[start]

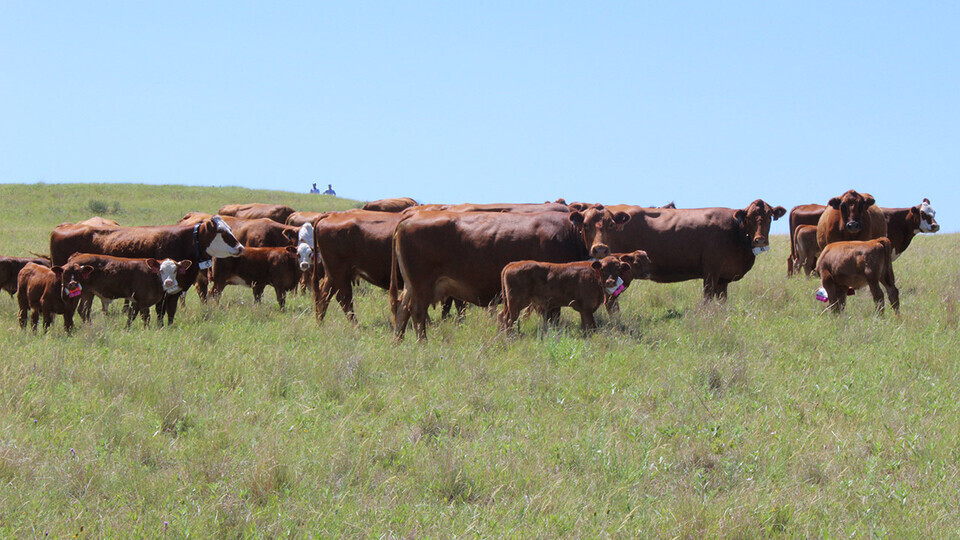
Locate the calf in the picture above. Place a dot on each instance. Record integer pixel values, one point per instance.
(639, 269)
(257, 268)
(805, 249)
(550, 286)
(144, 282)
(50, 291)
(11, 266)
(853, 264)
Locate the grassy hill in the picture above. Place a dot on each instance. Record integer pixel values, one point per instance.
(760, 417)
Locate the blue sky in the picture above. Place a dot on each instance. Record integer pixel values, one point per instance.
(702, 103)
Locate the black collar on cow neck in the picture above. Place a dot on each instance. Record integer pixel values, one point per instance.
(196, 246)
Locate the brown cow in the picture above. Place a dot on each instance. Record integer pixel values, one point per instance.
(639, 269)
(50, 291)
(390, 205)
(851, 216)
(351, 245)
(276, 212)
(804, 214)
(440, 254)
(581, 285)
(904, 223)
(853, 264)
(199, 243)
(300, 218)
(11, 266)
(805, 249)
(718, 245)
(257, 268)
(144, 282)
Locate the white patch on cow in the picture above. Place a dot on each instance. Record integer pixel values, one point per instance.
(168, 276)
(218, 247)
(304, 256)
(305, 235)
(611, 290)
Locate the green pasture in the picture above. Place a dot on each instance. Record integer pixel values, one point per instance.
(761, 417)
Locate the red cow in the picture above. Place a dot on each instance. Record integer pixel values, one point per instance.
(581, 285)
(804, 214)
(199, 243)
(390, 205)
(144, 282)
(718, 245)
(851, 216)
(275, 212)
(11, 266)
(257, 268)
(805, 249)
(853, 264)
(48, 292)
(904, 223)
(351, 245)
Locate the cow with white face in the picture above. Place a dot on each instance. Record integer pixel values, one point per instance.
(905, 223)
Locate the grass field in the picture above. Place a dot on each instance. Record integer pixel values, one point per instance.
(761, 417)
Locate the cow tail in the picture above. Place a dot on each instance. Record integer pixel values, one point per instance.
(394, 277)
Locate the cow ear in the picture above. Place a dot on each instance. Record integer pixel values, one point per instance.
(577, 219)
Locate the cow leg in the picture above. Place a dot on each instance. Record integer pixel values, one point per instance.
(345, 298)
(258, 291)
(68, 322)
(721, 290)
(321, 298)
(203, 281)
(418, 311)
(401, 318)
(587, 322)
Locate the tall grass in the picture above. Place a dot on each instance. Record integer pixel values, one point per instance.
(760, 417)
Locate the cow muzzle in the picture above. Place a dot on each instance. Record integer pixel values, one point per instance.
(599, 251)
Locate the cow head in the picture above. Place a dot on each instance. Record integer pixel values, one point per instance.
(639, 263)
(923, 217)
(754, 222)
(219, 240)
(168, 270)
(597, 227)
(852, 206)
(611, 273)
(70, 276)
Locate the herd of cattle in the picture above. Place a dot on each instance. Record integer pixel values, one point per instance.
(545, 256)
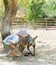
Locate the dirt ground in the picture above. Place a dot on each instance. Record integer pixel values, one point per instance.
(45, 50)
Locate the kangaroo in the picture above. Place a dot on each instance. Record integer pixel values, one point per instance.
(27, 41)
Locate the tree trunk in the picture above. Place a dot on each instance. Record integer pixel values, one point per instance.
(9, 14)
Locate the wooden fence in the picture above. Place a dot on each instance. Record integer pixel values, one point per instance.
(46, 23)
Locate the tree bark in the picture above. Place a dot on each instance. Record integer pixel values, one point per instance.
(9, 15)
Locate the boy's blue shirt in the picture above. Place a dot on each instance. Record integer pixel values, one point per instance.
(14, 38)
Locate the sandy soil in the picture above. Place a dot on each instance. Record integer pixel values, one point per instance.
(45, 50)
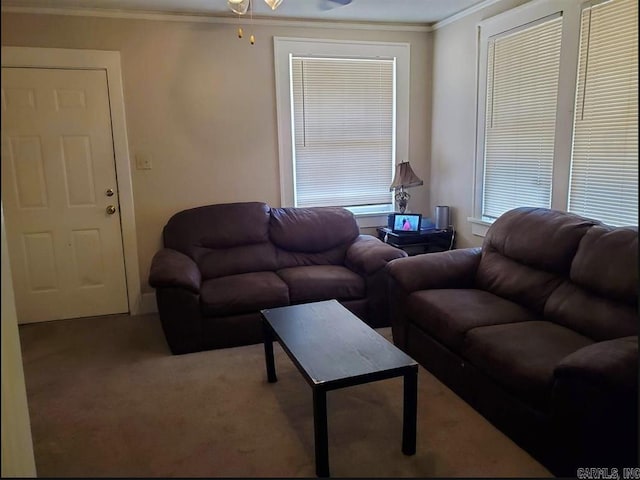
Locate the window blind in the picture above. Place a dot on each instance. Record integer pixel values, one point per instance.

[end]

* [TASK PROMPT]
Put all of the rows above into a Markdown table with two columns, Index and Entry: number each line under Index and give the line itself under Entry. Leave out blank lines and the pictures.

* [TASK RESPONSE]
| Index | Entry |
|---|---|
| 1 | Locate the calf in the picture above. Place a dot on each instance. Record integer pixel values, one point per instance. |
| 2 | (639, 269) |
| 3 | (257, 268) |
| 4 | (805, 249) |
| 5 | (550, 286) |
| 6 | (144, 282) |
| 7 | (50, 291) |
| 8 | (11, 266) |
| 9 | (853, 264) |
| 10 | Locate the grassy hill in the picture above. Place a dot on each instance. Record integer pixel values, one point per instance. |
| 11 | (760, 417) |
| 12 | Locate the blue sky in the picture above. Place a dot on each instance. Record integer pixel values, one point per instance. |
| 13 | (702, 103) |
| 14 | Locate the black collar on cow neck in the picture above. Place a dot on each instance. Record integer pixel values, one point per instance. |
| 15 | (196, 246) |
| 16 | Locate the brown cow in the picture above. Place a dot on each instance. Record integer pixel values, one point per instance. |
| 17 | (639, 269) |
| 18 | (50, 291) |
| 19 | (390, 205) |
| 20 | (851, 216) |
| 21 | (351, 245) |
| 22 | (276, 212) |
| 23 | (804, 214) |
| 24 | (440, 254) |
| 25 | (581, 285) |
| 26 | (904, 223) |
| 27 | (853, 264) |
| 28 | (199, 243) |
| 29 | (300, 218) |
| 30 | (11, 266) |
| 31 | (805, 249) |
| 32 | (718, 245) |
| 33 | (257, 268) |
| 34 | (144, 282) |
| 35 | Locate the white patch on cow in the picture above. Place a dot on each instance. Record integer pixel values, one point per instance. |
| 36 | (168, 276) |
| 37 | (218, 247) |
| 38 | (304, 256) |
| 39 | (305, 235) |
| 40 | (611, 290) |
| 41 | Locate the green pasture in the picture above. Place a dot on each instance. Record integer pixel values, one point per instance. |
| 42 | (761, 417) |
| 43 | Locate the red cow in the picture above. Place a dot on each instance. Record integer pixel values, one point per instance. |
| 44 | (581, 285) |
| 45 | (804, 214) |
| 46 | (199, 243) |
| 47 | (390, 205) |
| 48 | (144, 282) |
| 49 | (718, 245) |
| 50 | (851, 216) |
| 51 | (275, 212) |
| 52 | (11, 266) |
| 53 | (257, 268) |
| 54 | (805, 249) |
| 55 | (853, 264) |
| 56 | (48, 292) |
| 57 | (904, 223) |
| 58 | (351, 245) |
| 59 | Locate the cow with white face in the picture above. Place a dot on each instance. Record integer pixel values, one point per instance. |
| 60 | (905, 223) |
| 61 | Locate the grass field in the picture above. Place a dot on each instance. Record integer pixel values, one point per instance. |
| 62 | (761, 417) |
| 63 | Locate the cow tail in the picture above. Place a dot on each instance. Record integer pixel values, one point per instance. |
| 64 | (394, 277) |
| 65 | Locate the cow ear in the picture above. Place a dot on each instance. Record integer pixel values, one point per instance. |
| 66 | (577, 219) |
| 67 | Locate the cow leg in the picture above. Place a dot on each instance. Record integer pixel values, one point per instance. |
| 68 | (345, 298) |
| 69 | (258, 291) |
| 70 | (68, 322) |
| 71 | (721, 290) |
| 72 | (321, 298) |
| 73 | (203, 281) |
| 74 | (418, 311) |
| 75 | (401, 318) |
| 76 | (587, 322) |
| 77 | Locate the tall grass in the picture above. Place a dot on each instance. Record integer pixel values, one point per instance. |
| 78 | (760, 417) |
| 79 | Locate the cow muzzle in the picture above. Place a dot on each instance. Record integer pixel values, one point per instance. |
| 80 | (599, 251) |
| 81 | Locate the cow head in the picture above. Place a dot on each instance. Record integer pixel values, one point per instance. |
| 82 | (639, 263) |
| 83 | (923, 217) |
| 84 | (754, 222) |
| 85 | (219, 240) |
| 86 | (168, 270) |
| 87 | (597, 227) |
| 88 | (852, 206) |
| 89 | (611, 273) |
| 90 | (70, 276) |
| 91 | Locate the herd of cattle in the picture above. Place a dot on each instance. Record integer pixel values, one point per instance. |
| 92 | (545, 256) |
| 93 | Locate the dirt ground in the picture above. Place a dot on each instance. Record integer pixel values, one point per instance. |
| 94 | (45, 50) |
| 95 | Locate the kangaroo in the picture above. Place a dot on each instance. Record integer pixel values, one point per instance. |
| 96 | (27, 41) |
| 97 | Locate the tree trunk in the picture above. Place a dot on each instance. Record integer pixel values, one point per instance. |
| 98 | (9, 14) |
| 99 | Locate the wooden fence in the picture above. Place a dot on each instance. Record integer pixel values, one point per instance. |
| 100 | (46, 23) |
| 101 | Locate the tree bark in the picture above. Place a dot on each instance. Record integer pixel values, one point per instance. |
| 102 | (9, 15) |
| 103 | Locate the boy's blue shirt in the picture above. Place a dot on each instance. Record integer pixel values, one point per instance. |
| 104 | (14, 38) |
| 105 | Locate the sandy soil in the picture above. Place a dot on each instance. Record integer pixel values, one point per instance. |
| 106 | (45, 50) |
| 107 | Locate the window blind in the picture above. Place a dot on each instance. Record integer pixel values, one point per instance. |